**WORKING DATA:**
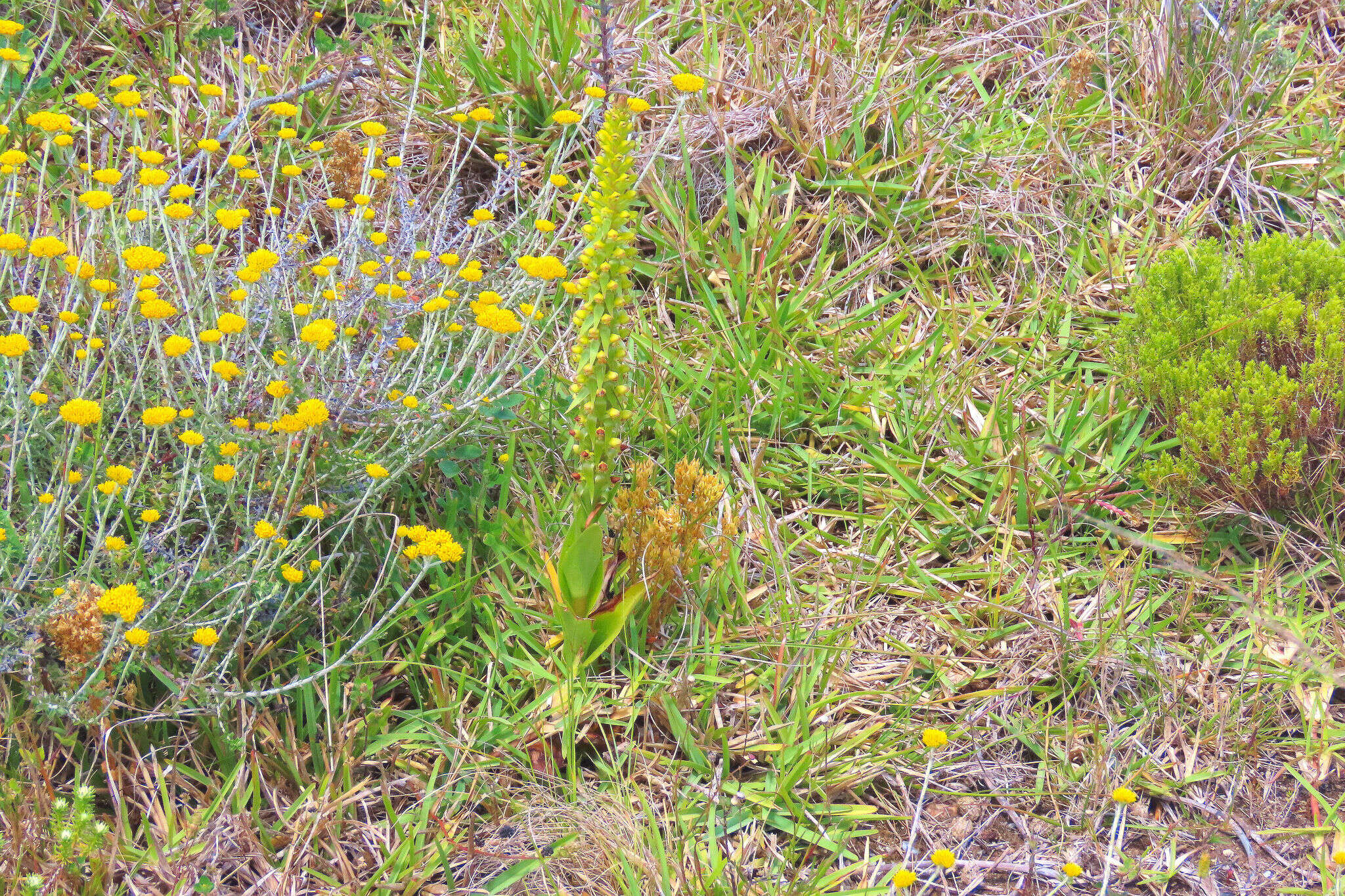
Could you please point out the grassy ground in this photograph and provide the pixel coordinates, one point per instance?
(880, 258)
==
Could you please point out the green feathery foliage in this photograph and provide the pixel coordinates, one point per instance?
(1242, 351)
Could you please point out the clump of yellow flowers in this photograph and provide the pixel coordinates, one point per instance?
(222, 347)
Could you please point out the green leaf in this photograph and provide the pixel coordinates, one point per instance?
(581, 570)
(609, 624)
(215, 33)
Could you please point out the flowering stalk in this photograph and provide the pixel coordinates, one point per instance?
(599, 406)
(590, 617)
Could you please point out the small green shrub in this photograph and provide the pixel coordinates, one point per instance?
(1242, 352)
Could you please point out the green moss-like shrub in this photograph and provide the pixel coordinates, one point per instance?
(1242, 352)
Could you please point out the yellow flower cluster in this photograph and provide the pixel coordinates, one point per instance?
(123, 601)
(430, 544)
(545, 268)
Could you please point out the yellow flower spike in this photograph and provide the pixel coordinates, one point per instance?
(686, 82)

**TO DO:** List every line in the entries above that contains the string "yellow". Matching is case-sensitive.

**FINAL RESULT:**
Could you please point out the clump of yellow flowers in this photograph and provide the pixel coordinates, one point per instance?
Could you please point out the yellow flower cluster in this photograph and provide the pixel coordinates, one point per instance?
Could you please point out the yellow flower spike in this photograph and provide the pixel coordinates, one point per instance?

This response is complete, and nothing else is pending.